■ **Aim**
Select and copy each line of the entries below that contains the word "flower". Case matters.

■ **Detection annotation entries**
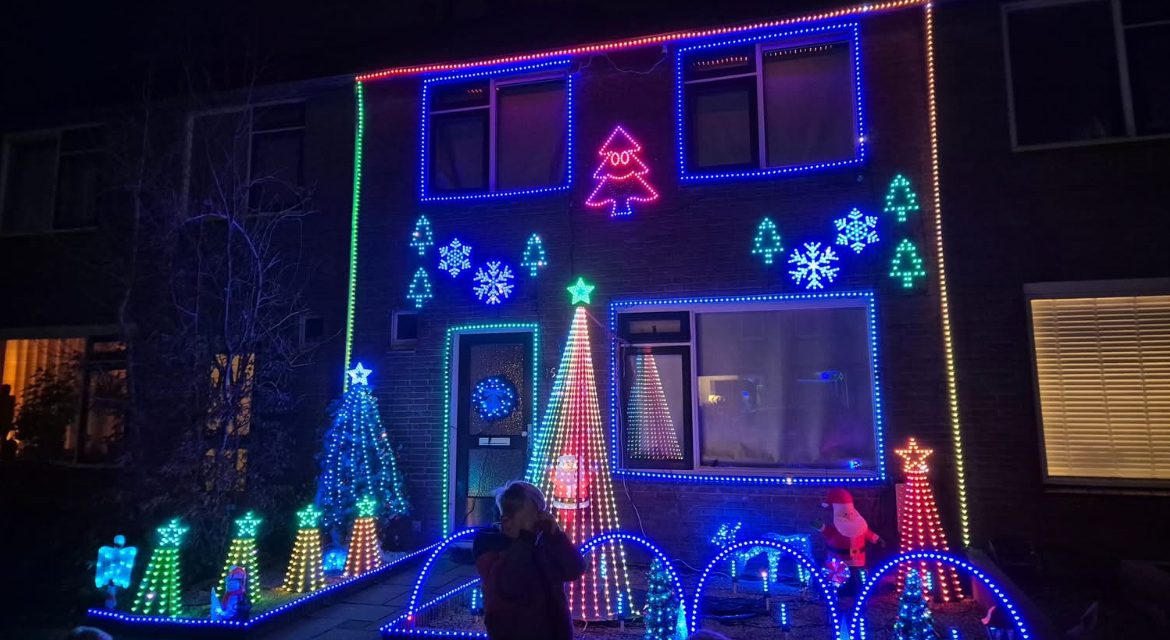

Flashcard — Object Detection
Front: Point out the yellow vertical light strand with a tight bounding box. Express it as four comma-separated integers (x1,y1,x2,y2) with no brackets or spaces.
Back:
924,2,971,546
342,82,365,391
---
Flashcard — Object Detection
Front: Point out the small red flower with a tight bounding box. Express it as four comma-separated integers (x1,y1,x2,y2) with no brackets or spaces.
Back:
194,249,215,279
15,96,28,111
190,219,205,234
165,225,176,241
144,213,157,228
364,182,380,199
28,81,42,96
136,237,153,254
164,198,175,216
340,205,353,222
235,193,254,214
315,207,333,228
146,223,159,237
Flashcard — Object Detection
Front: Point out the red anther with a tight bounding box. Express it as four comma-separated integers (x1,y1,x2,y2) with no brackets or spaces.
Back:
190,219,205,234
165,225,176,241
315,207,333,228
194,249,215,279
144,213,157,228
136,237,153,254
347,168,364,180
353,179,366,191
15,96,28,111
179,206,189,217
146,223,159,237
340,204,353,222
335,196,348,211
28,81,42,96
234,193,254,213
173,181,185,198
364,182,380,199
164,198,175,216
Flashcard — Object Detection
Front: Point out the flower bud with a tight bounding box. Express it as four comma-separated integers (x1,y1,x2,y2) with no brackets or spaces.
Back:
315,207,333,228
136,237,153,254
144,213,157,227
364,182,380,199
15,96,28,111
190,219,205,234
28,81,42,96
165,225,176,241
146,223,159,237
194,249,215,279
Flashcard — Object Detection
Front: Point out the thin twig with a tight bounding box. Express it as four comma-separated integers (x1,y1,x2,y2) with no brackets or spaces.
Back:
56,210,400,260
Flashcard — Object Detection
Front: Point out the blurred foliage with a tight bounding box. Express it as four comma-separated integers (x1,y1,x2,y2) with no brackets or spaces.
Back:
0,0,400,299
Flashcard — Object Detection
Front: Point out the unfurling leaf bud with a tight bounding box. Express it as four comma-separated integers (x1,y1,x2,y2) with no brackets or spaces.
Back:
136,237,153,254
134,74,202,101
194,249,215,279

■ **Response to this task**
Front: Point out the small red flower with a tight bounding box. Express it as four comma-separated integers (x1,y1,x2,y2) with no brackets or spaces.
Front: Point out the flower bud with a tight bounding box. Express it as four comma-separated integers (x1,y1,x2,y2) with no brackets or spaces.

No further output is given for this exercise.